• Stated task:
Convert everything in the data below, from the line containing "Target: denim trousers" down through the line containing "[(583, 125)]", into a numbered list with blank lines left out. Include both of those lines and nothing outside that range.

• Supplied material:
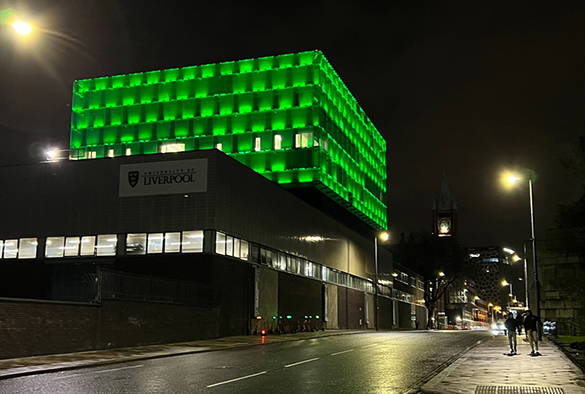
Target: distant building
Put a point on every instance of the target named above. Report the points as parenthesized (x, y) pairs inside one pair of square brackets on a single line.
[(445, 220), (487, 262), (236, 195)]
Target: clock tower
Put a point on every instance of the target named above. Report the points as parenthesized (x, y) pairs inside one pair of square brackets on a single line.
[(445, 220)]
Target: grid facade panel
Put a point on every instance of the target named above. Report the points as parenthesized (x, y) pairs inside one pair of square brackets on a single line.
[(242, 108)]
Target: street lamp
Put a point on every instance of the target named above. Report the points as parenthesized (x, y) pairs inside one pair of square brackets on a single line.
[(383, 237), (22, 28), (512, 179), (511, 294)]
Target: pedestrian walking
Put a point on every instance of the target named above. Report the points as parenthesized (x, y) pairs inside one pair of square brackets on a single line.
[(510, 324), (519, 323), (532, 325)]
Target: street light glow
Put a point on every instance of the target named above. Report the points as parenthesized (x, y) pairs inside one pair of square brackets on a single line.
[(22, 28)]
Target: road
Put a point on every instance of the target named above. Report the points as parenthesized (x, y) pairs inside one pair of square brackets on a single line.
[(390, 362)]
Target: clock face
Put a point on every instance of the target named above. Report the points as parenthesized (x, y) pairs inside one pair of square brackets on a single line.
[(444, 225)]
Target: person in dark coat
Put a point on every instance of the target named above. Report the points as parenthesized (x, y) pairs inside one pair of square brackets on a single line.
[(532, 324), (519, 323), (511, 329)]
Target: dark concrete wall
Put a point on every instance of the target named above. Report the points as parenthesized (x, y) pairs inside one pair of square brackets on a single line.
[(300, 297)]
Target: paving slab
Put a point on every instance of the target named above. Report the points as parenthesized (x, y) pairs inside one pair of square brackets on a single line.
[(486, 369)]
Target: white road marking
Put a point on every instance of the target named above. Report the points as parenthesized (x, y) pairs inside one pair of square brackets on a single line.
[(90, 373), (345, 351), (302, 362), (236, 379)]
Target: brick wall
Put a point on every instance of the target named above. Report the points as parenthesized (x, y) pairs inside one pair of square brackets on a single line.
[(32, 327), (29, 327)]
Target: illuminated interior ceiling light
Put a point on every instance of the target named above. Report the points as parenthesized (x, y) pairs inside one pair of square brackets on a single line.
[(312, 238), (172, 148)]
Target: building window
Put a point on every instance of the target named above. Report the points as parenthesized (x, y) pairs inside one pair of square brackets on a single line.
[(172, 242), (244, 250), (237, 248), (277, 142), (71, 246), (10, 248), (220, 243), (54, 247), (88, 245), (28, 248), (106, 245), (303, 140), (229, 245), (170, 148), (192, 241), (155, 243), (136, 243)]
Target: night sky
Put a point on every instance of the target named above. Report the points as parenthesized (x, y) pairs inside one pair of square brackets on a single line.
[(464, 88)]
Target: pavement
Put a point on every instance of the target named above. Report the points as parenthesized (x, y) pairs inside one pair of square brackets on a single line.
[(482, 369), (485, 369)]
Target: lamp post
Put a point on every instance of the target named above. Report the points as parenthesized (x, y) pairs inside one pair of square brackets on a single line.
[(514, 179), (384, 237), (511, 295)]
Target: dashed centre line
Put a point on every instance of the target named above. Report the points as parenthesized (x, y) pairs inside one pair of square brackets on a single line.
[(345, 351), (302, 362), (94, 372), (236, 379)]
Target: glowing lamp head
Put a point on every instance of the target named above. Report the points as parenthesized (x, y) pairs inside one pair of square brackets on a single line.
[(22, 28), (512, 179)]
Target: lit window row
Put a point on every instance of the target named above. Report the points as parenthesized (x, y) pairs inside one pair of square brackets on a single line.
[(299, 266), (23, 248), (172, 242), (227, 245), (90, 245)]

--

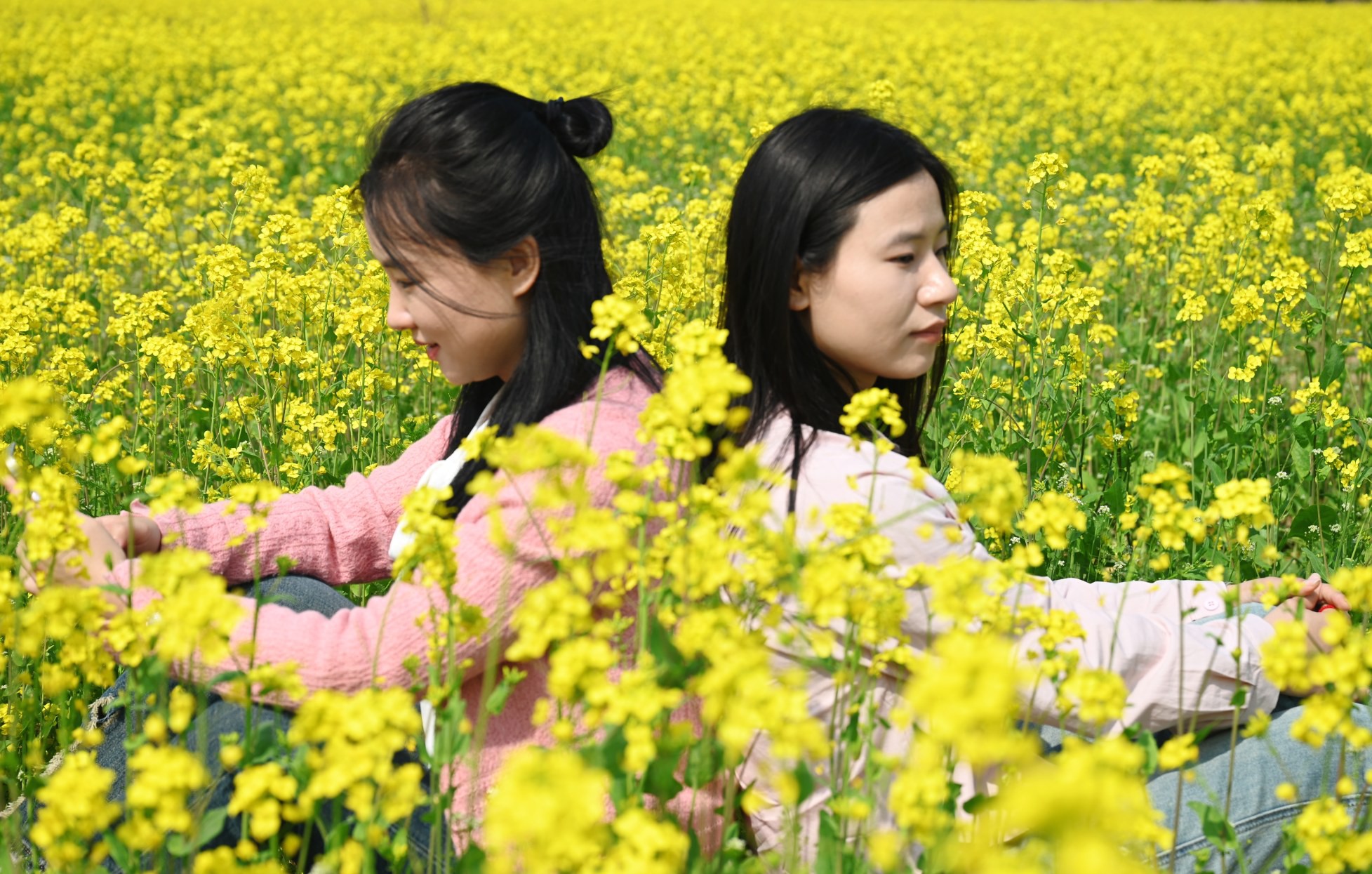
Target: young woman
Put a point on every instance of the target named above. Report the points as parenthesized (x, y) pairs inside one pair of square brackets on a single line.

...

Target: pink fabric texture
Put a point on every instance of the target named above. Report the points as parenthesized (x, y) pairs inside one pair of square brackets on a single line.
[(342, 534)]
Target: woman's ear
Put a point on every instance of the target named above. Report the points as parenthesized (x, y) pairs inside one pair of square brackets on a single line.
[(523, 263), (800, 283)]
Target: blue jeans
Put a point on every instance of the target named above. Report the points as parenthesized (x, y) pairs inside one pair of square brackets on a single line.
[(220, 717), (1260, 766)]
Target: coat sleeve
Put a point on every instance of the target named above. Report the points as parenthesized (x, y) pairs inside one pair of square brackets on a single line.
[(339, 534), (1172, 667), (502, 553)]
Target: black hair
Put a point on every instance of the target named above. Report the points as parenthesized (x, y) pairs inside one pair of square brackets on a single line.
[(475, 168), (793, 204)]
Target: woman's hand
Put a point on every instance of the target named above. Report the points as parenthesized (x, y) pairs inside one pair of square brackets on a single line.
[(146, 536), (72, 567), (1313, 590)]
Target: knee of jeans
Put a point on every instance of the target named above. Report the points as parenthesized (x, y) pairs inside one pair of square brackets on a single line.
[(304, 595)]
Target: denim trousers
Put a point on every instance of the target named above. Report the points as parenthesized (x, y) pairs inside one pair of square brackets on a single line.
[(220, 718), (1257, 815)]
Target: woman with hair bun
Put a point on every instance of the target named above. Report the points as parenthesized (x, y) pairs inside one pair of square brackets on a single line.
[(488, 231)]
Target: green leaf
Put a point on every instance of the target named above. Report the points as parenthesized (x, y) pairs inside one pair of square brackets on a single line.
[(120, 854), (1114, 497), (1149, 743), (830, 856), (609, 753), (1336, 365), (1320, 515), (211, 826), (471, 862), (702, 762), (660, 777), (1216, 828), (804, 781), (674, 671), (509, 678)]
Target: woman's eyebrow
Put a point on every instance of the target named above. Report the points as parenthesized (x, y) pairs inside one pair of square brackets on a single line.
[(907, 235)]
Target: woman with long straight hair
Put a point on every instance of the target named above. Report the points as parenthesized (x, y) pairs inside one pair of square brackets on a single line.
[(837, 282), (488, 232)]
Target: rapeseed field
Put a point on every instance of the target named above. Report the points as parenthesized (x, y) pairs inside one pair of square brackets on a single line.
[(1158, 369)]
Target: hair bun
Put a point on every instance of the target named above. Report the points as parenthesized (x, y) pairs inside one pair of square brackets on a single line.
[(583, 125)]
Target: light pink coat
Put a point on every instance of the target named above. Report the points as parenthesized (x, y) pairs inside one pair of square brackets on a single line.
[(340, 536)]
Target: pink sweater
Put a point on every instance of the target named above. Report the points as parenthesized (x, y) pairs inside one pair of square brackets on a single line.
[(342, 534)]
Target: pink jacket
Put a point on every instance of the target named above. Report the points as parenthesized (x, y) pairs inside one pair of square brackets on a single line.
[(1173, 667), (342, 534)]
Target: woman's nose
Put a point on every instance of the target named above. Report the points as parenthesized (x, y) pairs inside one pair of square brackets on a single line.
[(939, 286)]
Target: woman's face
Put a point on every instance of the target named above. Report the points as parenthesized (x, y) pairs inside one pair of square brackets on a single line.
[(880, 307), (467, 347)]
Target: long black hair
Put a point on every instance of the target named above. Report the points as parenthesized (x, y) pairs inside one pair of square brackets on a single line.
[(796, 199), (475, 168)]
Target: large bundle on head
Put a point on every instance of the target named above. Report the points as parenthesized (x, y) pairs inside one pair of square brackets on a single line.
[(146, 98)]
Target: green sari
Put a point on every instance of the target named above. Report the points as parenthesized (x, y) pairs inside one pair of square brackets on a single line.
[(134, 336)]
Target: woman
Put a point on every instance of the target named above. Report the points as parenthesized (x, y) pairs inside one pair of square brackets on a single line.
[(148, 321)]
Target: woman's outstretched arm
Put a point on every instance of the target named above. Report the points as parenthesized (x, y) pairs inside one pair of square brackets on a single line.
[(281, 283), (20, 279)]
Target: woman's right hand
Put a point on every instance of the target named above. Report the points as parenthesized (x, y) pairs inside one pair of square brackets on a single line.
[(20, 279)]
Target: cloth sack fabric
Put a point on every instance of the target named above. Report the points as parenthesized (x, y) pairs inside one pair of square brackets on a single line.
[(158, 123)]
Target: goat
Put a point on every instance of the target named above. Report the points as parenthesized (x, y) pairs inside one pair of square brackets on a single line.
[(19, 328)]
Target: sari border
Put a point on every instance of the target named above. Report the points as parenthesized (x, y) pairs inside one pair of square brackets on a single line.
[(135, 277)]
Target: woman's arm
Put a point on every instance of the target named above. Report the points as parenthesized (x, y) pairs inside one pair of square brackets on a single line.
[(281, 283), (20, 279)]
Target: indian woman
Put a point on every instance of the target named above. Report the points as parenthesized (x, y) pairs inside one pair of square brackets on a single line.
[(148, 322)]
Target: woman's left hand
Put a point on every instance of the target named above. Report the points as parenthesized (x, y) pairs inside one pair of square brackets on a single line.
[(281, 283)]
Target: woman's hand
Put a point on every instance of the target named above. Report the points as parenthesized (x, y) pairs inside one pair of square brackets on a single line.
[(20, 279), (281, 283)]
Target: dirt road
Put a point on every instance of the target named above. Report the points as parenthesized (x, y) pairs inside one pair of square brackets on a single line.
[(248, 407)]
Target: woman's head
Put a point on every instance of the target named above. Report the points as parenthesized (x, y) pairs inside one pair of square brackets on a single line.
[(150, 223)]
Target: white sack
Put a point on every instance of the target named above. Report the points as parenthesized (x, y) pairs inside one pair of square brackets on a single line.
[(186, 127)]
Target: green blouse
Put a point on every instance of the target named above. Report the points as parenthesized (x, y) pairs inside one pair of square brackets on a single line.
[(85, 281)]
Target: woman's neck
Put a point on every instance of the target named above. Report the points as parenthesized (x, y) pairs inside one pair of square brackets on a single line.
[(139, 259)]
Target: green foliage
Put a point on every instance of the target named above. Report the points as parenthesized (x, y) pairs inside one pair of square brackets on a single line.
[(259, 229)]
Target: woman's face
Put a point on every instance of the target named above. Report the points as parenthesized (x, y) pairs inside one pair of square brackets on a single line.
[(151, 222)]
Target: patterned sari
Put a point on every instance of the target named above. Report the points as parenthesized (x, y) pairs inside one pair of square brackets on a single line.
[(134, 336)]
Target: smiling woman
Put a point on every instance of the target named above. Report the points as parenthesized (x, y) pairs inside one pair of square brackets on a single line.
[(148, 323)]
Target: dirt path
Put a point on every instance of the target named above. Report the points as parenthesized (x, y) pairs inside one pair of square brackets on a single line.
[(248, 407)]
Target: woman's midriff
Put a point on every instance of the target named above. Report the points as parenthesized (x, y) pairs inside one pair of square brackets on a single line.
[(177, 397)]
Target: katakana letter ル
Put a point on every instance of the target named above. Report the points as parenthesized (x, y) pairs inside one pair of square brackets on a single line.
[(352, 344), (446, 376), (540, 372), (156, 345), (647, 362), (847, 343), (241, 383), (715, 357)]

• Correct output:
1. Target: denim trousers
2. Put a point on every instance of the target named above. Report the points as parenthesized (x, y) pairs inside one pair of square brackets on a single line.
3. [(220, 718), (1257, 815)]
4. Target: woman with hair bun
5. Put a point on every instance of the target named above. Report the points as parenthesized (x, y) pairs inside one pair of square brackets on a single line.
6. [(488, 231)]
7. Target: green leaf
8. Put a point on every instance of the target named above. Report the points as parenthesized (x, y) pairs inside one pair of square brackets on a single line.
9. [(120, 854), (1114, 497), (1149, 743), (830, 856), (609, 753), (1336, 365), (1320, 515), (211, 826), (471, 862), (702, 762), (660, 777), (1216, 828), (804, 781), (674, 671), (509, 678)]
10. Target: woman's eyebrow
11. Put a point on every instance of the target named above. Report the points as parenthesized (x, y) pairs inside one pair of square brackets on a single line.
12. [(907, 235)]
13. Target: woman with long straight hair
14. Put a point on every instance of the target named above. Report the points as parenthesized (x, y) pairs inside one pair of square brackets on a single line.
15. [(837, 282), (488, 232)]
16. Target: rapeseed field
17. Put a point on every instance of the target named above. Report the points as parenthesized (x, y) pairs inside one pair of square brackets on a single line.
18. [(1158, 369)]
19. Target: hair bun
20. Put a point on every instance of the target named above. Report the points as parenthesized (x, y) pairs inside one pair of square brackets on a single line.
21. [(583, 125)]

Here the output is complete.